## Request:
Pick up the account of an airman's public coming-out under "don't ask, don't tell" and write what follows its final sentence.

--- start of Page text ---

On May 19, 2009, I made my first appearance on MSNBC's The Rachel Maddow Show and told my story as a gay airman on national television for the first time. My life changed dramatically that day. But it wasn't for all the reasons I feared.

When I returned to work, uncertain of the reaction I would get from my squadron mates and from friends I had known for years, some for more than a decade, I thought I might get fired. Or maybe I'd be tucked away somewhere until my discharge was finalized.

Even though I had been fighting my discharge (internally) for over a year, almost no one in my squadron or on my base knew there was an investigation or discharge proceeding against me. So I continued to work in the same job, in the same squadron, with the same airmen. I told no one outside my chain of command what was going on. While I was deciding whether to speak out, I knew I might lose lifelong friends or that I might not be able to function anymore in my squadron as such a highly visible spokesman for the repeal of "don't ask, don't tell."

But the day I returned to work after my national coming-out was one of the proudest in my 20-year career. I will never forget donning my uniform that morning and walking to my squadron. After all those years, I have never felt the same overwhelming sense of pride. It hit me: I no longer had to lie, no longer had to hide from anyone, no longer had to look over my shoulder. As I approached the front door to my squadron, I actually felt myself walking taller.

When I opened my email, there were hundreds of messages of support from service members from all branches, all ranks, all over the world. And most poignantly, there were messages from friends who I had flown with in combat, all basically saying, "I don't care about that ... I'd go to war with you any day!"

From my Marine friend (callsign "Sweat") with whom I served as a flight instructor: "It was an absolute pleasure working with you ... and if given the opportunity, I would actively seek to serve with you again. You're a consummate professional who knows how to work hard, play hard and keep our profession's historical lineage burning bright. Take care and best of luck. You're a great American and nothing will or can ever change that! Semper Fidelis!"

From my old roommate in F-15E training (callsign "Flapz") with whom I flew on numerous combat missions over Iraq: "I haven't told you this, but I am proud of you for sticking up for yourself and doing what you are doing. Takes a lot of guts and fight ... that's why I would always want you with me in combat! You're a true warrior and will always be my brother."

--- end of Page text ---
--- start of Data supplied ---

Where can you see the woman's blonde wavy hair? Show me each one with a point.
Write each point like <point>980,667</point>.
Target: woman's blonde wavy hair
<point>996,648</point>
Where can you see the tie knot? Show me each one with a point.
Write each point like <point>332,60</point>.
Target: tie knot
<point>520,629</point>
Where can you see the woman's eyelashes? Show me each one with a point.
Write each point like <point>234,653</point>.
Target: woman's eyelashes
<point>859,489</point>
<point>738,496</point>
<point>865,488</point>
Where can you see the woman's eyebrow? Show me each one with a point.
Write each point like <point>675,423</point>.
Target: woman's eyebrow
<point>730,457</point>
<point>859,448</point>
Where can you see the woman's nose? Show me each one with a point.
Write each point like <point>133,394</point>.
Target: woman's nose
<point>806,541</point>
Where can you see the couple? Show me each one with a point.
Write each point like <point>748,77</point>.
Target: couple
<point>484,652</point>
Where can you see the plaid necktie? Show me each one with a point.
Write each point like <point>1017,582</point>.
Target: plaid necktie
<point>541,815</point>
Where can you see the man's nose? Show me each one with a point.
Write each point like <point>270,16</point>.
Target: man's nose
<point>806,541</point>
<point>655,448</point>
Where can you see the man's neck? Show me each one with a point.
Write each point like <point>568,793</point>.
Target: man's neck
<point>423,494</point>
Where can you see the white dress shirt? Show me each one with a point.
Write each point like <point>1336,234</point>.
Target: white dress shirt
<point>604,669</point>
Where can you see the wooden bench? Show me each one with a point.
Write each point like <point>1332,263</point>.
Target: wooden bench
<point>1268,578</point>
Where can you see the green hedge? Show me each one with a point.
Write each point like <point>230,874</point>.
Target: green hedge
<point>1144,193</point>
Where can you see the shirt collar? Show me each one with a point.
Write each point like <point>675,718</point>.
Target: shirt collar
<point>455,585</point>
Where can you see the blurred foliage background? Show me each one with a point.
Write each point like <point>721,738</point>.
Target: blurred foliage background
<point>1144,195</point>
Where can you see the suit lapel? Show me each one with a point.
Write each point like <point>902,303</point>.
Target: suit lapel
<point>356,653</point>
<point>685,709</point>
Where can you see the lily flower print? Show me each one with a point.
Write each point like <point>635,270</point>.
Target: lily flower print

--- end of Data supplied ---

## Written answer:
Just an hour after I arrived, I went to a meeting with my entire squadron there in attendance. My commander addressed the "media event" (his exact words), and then he went on to say, "This does not change anything. No one should be treated differently. We treat everyone with dignity and respect. Everyone should continue to be professional and dedicated to the mission. Everyone is a valued member of our team." I smiled and thought, I couldn't have said it better myself. He just explained why DADT needs to go. And later that day our first sergeant came into my office and said, "Sir, I just want you to know that I think what you're doing is a great thing. I think -- I know -- you are helping people in this squadron."

During the weeks and months that followed, I continued to receive messages of support, thanks, and congratulations. At first I was somewhat surprised at the overwhelming support from all over. But the more I thought about it, I was less surprised. Because at the end of the day, military people are consummate professionals, supremely disciplined, and dedicated to the mission. Military people value others who they can trust, who work hard, do their job, and love their country. We work with people we don't like and disagree with every day, but we put that aside for the greater good -- for the mission. And in less than 60 days, when DADT is finally just a dark chapter in our history, military people will continue to move on to the next challenge and accomplish the mission -- together. Not much will change for the military as a whole. But as I know firsthand, much will change for gay service members.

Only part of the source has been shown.